[[ DATA SHOWN open ]]

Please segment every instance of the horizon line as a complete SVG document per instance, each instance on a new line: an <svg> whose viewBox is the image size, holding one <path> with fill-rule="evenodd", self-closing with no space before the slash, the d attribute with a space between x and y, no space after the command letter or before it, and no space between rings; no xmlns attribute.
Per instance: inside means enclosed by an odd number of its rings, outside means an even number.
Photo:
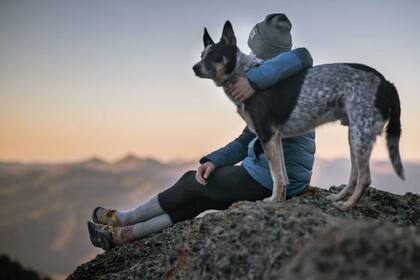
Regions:
<svg viewBox="0 0 420 280"><path fill-rule="evenodd" d="M81 157L79 159L67 159L67 160L56 160L56 161L48 161L48 160L19 160L19 159L2 159L0 158L0 163L2 164L24 164L24 165L62 165L62 164L80 164L86 161L91 161L91 160L98 160L98 161L103 161L107 164L113 164L116 163L118 161L127 159L127 158L135 158L138 160L154 160L154 161L158 161L160 163L192 163L192 162L197 162L198 163L198 157L192 157L192 158L173 158L173 159L168 159L168 160L163 160L161 158L159 158L158 156L152 156L152 155L139 155L137 153L133 153L133 152L127 152L122 154L119 157L116 157L113 160L109 160L106 159L103 156L99 156L99 155L91 155L91 156L86 156L86 157ZM322 157L322 156L317 156L315 154L315 160L323 160L323 161L336 161L336 160L349 160L350 158L347 157L342 157L342 156L338 156L335 158L330 158L330 157ZM389 159L375 159L375 158L371 158L371 161L374 162L388 162ZM406 163L416 163L416 164L420 164L420 159L417 160L404 160L404 162Z"/></svg>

[[ DATA SHOWN closed ]]

- _WHAT IS REQUIRED_
For this exercise, copy the entries above exactly and skip any picture.

- _RESPONSE BELOW_
Please segment every instance of the horizon line as a complete SVG document per instance, each instance on a new line: an <svg> whose viewBox is the image size, holding one <path> with fill-rule="evenodd", self-closing with no space before the slash, the d attribute with a space between x and y, no space after the command letter or before it, and no space between rings; no xmlns attribute.
Per instance: inside means enclosed by an odd number of its rings, outside means an even number.
Photo:
Regions:
<svg viewBox="0 0 420 280"><path fill-rule="evenodd" d="M81 157L79 159L67 159L67 160L56 160L56 161L48 161L48 160L19 160L19 159L2 159L0 158L0 163L2 164L24 164L24 165L62 165L62 164L80 164L86 161L91 161L91 160L98 160L98 161L103 161L107 164L113 164L116 163L118 161L127 159L127 158L135 158L138 160L154 160L154 161L158 161L160 163L192 163L192 162L197 162L198 163L198 157L192 157L192 158L173 158L173 159L168 159L168 160L163 160L161 158L159 158L158 156L152 156L152 155L139 155L137 153L133 153L133 152L127 152L122 154L119 157L116 157L113 160L109 160L106 159L103 156L99 156L99 155L91 155L91 156L86 156L86 157ZM322 157L322 156L317 156L315 154L315 160L323 160L323 161L336 161L336 160L349 160L350 158L347 157L342 157L342 156L338 156L335 158L330 158L330 157ZM389 159L375 159L375 158L371 158L371 161L374 162L388 162ZM406 163L416 163L416 164L420 164L420 159L417 160L404 160L404 162Z"/></svg>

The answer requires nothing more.